[Records to use Boundary: Start]
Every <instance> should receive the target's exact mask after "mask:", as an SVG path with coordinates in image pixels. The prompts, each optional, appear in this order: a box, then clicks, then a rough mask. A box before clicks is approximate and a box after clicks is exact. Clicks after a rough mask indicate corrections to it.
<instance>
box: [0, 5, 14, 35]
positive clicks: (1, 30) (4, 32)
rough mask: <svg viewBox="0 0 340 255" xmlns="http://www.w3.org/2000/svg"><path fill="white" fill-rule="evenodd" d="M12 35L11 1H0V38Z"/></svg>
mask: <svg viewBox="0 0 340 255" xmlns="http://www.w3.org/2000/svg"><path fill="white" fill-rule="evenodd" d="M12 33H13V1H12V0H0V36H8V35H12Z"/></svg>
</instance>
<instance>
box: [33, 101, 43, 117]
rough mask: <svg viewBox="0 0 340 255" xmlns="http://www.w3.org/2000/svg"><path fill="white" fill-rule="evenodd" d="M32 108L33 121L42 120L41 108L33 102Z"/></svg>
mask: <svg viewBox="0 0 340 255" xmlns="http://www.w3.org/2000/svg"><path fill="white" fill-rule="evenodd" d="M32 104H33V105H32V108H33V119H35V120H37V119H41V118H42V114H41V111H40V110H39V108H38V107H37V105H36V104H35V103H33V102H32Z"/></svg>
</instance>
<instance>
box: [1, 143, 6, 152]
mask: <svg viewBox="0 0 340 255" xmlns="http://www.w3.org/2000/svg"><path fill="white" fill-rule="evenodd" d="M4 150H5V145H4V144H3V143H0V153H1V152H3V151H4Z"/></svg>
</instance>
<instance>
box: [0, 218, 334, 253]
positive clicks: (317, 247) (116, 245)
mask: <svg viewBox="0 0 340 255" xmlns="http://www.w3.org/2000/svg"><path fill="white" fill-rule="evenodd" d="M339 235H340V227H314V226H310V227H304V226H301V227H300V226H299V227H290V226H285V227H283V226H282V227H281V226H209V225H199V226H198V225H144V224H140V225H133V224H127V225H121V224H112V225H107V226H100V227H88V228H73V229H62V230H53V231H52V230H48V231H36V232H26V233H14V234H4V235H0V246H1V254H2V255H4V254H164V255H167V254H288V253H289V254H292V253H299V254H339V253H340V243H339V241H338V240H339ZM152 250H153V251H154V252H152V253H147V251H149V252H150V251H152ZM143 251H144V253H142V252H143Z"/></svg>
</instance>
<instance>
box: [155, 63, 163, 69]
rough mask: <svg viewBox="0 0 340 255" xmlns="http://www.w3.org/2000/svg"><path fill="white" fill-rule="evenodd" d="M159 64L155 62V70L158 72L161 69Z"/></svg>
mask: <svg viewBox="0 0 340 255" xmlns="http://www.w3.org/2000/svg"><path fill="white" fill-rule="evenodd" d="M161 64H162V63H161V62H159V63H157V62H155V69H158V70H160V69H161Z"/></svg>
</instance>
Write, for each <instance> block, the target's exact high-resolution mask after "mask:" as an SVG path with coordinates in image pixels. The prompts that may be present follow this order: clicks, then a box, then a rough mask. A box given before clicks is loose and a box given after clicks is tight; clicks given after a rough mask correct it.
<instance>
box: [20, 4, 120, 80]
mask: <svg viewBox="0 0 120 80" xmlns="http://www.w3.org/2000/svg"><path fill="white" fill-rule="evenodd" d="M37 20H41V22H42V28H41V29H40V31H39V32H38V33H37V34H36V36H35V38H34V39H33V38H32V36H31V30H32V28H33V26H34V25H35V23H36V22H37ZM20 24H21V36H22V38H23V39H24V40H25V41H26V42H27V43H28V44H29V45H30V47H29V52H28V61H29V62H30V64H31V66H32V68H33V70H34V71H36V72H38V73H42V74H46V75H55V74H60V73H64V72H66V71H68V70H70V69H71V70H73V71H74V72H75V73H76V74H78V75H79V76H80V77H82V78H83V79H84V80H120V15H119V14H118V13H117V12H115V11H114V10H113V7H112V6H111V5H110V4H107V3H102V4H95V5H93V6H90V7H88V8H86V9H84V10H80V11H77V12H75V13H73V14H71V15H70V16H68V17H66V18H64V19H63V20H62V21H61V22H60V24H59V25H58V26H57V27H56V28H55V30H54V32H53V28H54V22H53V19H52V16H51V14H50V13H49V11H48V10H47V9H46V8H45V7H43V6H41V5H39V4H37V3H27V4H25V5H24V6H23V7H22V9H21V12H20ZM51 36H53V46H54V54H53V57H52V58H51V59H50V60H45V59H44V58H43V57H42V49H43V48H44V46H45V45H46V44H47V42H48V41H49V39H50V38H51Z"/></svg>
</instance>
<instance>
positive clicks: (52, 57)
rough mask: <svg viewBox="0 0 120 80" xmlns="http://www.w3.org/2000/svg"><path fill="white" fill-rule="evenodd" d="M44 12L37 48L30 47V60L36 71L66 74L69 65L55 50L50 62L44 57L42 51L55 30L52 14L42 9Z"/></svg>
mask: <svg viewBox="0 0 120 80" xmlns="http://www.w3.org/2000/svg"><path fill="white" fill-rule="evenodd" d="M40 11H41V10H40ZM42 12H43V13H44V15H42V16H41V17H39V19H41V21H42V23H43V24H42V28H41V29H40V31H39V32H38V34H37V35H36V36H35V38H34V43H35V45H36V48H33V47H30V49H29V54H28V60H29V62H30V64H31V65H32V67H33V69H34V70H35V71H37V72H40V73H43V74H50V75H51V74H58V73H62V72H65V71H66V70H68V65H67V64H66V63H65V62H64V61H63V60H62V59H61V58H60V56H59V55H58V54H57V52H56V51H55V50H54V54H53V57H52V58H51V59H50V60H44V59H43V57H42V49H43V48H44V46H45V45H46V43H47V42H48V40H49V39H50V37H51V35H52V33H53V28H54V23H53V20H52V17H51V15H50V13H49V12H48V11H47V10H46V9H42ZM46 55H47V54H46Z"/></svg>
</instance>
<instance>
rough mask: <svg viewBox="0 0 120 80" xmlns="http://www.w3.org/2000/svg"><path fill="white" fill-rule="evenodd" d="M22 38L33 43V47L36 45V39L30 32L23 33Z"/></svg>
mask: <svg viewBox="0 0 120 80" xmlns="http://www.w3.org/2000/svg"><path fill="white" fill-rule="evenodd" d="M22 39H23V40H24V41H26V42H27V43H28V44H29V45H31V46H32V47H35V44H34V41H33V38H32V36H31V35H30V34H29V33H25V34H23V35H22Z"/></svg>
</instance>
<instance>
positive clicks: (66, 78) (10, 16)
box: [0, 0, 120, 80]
[Records to use Boundary: End]
_Goal of the exercise:_ Set down the material above exactly, in full.

_Final answer:_
Every <instance> should receive the target's exact mask after "mask:", as an SVG path with coordinates in image pixels. The prompts, each optional, appear in this order: a box, then clicks, then a rough mask. A box before clicks is approximate and a box after clicks is exact. Clicks after a rough mask indicate corrections to it.
<instance>
box: [0, 5, 14, 35]
positive clicks: (1, 30) (4, 32)
rough mask: <svg viewBox="0 0 340 255" xmlns="http://www.w3.org/2000/svg"><path fill="white" fill-rule="evenodd" d="M12 35L11 1H0V38Z"/></svg>
mask: <svg viewBox="0 0 340 255" xmlns="http://www.w3.org/2000/svg"><path fill="white" fill-rule="evenodd" d="M12 33H13V1H12V0H0V36H8V35H12Z"/></svg>
</instance>
<instance>
box: [33, 101, 43, 117]
rough mask: <svg viewBox="0 0 340 255" xmlns="http://www.w3.org/2000/svg"><path fill="white" fill-rule="evenodd" d="M32 108L33 121L42 120L41 108L33 102Z"/></svg>
mask: <svg viewBox="0 0 340 255" xmlns="http://www.w3.org/2000/svg"><path fill="white" fill-rule="evenodd" d="M32 104H33V105H32V108H33V119H35V120H37V119H41V118H42V114H41V111H40V110H39V108H38V107H37V105H36V104H35V103H33V102H32Z"/></svg>
</instance>
<instance>
box: [1, 143, 6, 152]
mask: <svg viewBox="0 0 340 255" xmlns="http://www.w3.org/2000/svg"><path fill="white" fill-rule="evenodd" d="M4 150H5V145H4V144H3V143H0V153H1V152H3V151H4Z"/></svg>
</instance>
<instance>
box: [0, 218, 334, 253]
positive clicks: (317, 247) (116, 245)
mask: <svg viewBox="0 0 340 255" xmlns="http://www.w3.org/2000/svg"><path fill="white" fill-rule="evenodd" d="M339 235H340V227H314V226H310V227H304V226H301V227H300V226H299V227H290V226H285V227H283V226H282V227H281V226H209V225H199V226H198V225H144V224H140V225H133V224H127V225H121V224H112V225H107V226H100V227H88V228H73V229H62V230H53V231H52V230H48V231H36V232H26V233H14V234H4V235H0V246H1V254H2V255H4V254H164V255H167V254H288V253H289V254H292V253H299V254H339V253H340V243H339V241H338V240H339ZM152 250H153V251H154V252H152V253H147V251H149V252H150V251H152ZM143 251H144V253H142V252H143Z"/></svg>
</instance>
<instance>
box: [155, 63, 163, 69]
rough mask: <svg viewBox="0 0 340 255" xmlns="http://www.w3.org/2000/svg"><path fill="white" fill-rule="evenodd" d="M159 64L155 62V70L158 72L161 69Z"/></svg>
mask: <svg viewBox="0 0 340 255" xmlns="http://www.w3.org/2000/svg"><path fill="white" fill-rule="evenodd" d="M161 64H162V63H161V62H159V63H157V62H155V69H158V70H160V69H161Z"/></svg>
</instance>
Write, for each <instance> block, the target's exact high-resolution mask after "mask:" as an SVG path with coordinates in image pixels. The prompts that may be present follow this order: clicks, then a box, then a rough mask. A box given before clicks is loose and a box given after clicks is tight; clicks given after a rough mask correct it.
<instance>
box: [20, 4, 120, 80]
mask: <svg viewBox="0 0 120 80" xmlns="http://www.w3.org/2000/svg"><path fill="white" fill-rule="evenodd" d="M37 20H41V22H42V28H41V29H40V31H39V32H38V33H37V34H36V36H35V38H34V39H33V38H32V36H31V30H32V28H33V26H34V25H35V23H36V22H37ZM20 24H21V36H22V38H23V39H24V40H25V41H26V42H27V43H28V44H29V45H30V47H29V52H28V61H29V62H30V64H31V66H32V68H33V70H34V71H36V72H38V73H42V74H46V75H55V74H60V73H64V72H66V71H68V70H70V69H71V70H73V71H74V72H75V73H76V74H78V75H79V76H80V77H82V78H83V79H84V80H120V15H119V14H118V13H117V12H115V11H114V10H113V7H112V6H111V5H110V4H107V3H102V4H95V5H93V6H90V7H88V8H86V9H84V10H80V11H77V12H75V13H73V14H71V15H70V16H68V17H66V18H64V19H63V20H62V21H61V22H60V24H59V25H58V26H57V27H56V28H55V30H54V32H53V28H54V22H53V19H52V16H51V14H50V13H49V11H48V10H47V9H46V8H45V7H43V6H41V5H39V4H37V3H27V4H25V5H24V6H23V7H22V9H21V12H20ZM51 36H53V46H54V54H53V57H52V58H51V59H50V60H45V59H44V58H43V57H42V49H43V48H44V46H45V45H46V44H47V42H48V41H49V39H50V38H51Z"/></svg>
</instance>
<instance>
positive clicks: (52, 57)
rough mask: <svg viewBox="0 0 120 80" xmlns="http://www.w3.org/2000/svg"><path fill="white" fill-rule="evenodd" d="M44 12L37 48L30 47V60L36 71L66 74L69 65L55 50L50 62L44 57L42 51L55 30L52 14L42 9Z"/></svg>
mask: <svg viewBox="0 0 120 80" xmlns="http://www.w3.org/2000/svg"><path fill="white" fill-rule="evenodd" d="M40 11H41V10H40ZM42 12H43V13H44V15H42V16H41V17H39V19H41V21H42V23H43V24H42V28H41V29H40V31H39V32H38V34H37V35H36V36H35V38H34V43H35V45H36V48H33V47H30V49H29V54H28V60H29V62H30V64H31V65H32V67H33V69H34V70H35V71H37V72H40V73H43V74H50V75H51V74H58V73H62V72H65V71H66V70H68V65H67V64H66V63H65V62H64V61H63V60H62V59H61V58H60V56H59V55H58V54H57V52H56V51H55V50H54V54H53V57H52V58H51V59H50V60H44V59H43V57H42V49H43V48H44V46H45V45H46V43H47V42H48V40H49V39H50V37H51V35H52V33H53V28H54V23H53V20H52V17H51V15H50V13H49V12H48V11H47V10H46V9H42ZM46 55H47V54H46Z"/></svg>
</instance>
<instance>
rough mask: <svg viewBox="0 0 120 80" xmlns="http://www.w3.org/2000/svg"><path fill="white" fill-rule="evenodd" d="M22 38L33 43V47L36 45V39L30 32L23 33Z"/></svg>
mask: <svg viewBox="0 0 120 80" xmlns="http://www.w3.org/2000/svg"><path fill="white" fill-rule="evenodd" d="M22 39H23V40H24V41H26V42H27V43H28V44H29V45H31V46H32V47H35V44H34V41H33V38H32V36H31V35H30V34H29V33H25V34H23V35H22Z"/></svg>
</instance>
<instance>
positive clicks: (66, 78) (10, 16)
box: [0, 0, 120, 80]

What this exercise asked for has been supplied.